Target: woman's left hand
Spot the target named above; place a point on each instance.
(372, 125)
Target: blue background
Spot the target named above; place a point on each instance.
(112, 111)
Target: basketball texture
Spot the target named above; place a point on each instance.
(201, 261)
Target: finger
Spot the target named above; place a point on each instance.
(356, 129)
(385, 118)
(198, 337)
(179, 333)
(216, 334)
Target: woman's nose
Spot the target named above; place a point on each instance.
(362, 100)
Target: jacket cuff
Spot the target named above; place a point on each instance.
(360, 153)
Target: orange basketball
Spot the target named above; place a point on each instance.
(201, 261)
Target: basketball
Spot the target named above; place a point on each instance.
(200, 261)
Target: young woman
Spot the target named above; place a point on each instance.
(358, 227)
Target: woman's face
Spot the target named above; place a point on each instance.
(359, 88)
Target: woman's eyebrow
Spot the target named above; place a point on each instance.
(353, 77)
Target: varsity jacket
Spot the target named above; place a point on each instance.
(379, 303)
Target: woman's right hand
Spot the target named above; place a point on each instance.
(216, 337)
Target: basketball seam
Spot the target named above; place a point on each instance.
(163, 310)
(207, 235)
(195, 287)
------------------------------------------------
_WORK TO BE COMPLETED_:
What is the number of lines in the entries that include the string "basketball"? Reply with that number alone.

_RESPONSE TO THIS TASK_:
4